Requirement:
Which lines in the entries below contain the word "staircase"? List each of them in full.
═══
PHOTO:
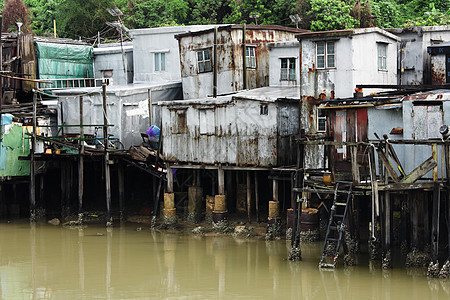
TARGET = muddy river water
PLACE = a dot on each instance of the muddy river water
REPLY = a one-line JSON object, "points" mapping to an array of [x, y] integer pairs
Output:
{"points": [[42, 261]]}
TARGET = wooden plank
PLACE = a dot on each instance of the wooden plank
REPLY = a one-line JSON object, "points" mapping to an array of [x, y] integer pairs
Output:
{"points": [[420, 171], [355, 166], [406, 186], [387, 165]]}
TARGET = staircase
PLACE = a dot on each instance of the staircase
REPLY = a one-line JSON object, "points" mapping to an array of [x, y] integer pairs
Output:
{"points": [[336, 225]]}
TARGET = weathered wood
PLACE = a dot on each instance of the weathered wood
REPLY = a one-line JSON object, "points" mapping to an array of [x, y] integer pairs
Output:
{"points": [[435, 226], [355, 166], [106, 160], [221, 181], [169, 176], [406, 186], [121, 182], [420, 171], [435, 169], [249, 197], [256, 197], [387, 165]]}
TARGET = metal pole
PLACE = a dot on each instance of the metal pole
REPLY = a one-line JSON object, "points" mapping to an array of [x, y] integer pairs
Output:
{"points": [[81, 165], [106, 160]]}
═══
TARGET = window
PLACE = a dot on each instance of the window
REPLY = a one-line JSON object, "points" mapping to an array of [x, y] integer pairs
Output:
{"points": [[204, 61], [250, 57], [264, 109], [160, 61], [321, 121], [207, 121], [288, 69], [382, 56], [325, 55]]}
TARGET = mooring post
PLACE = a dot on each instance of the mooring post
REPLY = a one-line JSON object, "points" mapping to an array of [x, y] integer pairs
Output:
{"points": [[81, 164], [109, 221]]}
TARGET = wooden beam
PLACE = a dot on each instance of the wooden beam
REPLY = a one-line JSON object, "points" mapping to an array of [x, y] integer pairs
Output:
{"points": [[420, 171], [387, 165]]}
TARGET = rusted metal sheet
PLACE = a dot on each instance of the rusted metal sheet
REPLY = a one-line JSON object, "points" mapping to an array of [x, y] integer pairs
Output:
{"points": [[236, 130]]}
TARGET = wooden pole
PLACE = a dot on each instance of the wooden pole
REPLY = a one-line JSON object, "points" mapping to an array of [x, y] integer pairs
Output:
═══
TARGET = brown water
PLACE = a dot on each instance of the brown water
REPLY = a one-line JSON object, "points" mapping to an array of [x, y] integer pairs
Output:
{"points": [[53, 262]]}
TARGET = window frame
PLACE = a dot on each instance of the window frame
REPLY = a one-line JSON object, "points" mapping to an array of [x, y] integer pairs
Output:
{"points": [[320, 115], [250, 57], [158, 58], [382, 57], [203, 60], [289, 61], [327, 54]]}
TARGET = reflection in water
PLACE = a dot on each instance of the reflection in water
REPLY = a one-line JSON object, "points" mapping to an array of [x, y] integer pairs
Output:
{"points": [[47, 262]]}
═══
Completed exercise:
TARGET = staircase
PLACE = a dot on each instance of the staircase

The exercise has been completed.